◆ ACTIVITY ◆
Your answer should consist only of the records, copied exactly, with the images removed.

# # # # #

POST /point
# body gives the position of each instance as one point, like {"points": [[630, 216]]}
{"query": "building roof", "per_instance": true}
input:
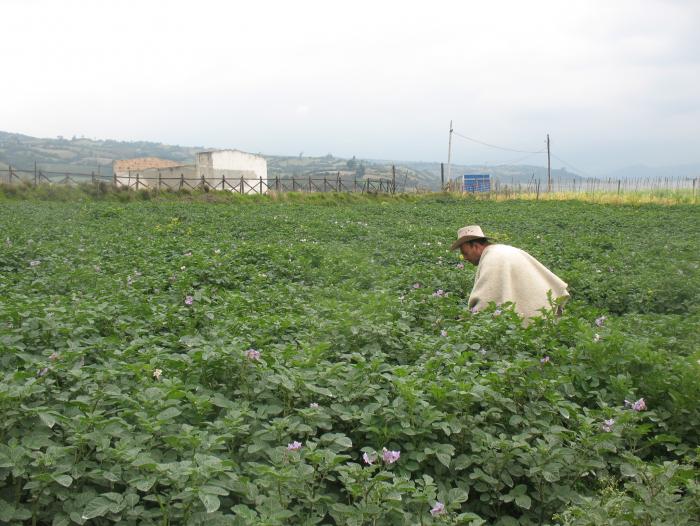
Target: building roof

# # # # #

◆ OUTPUT OF THE EXERCISE ◆
POST /point
# body gives the position of each instance as one point, like {"points": [[630, 216]]}
{"query": "building roof", "per_instance": true}
input:
Target: building roof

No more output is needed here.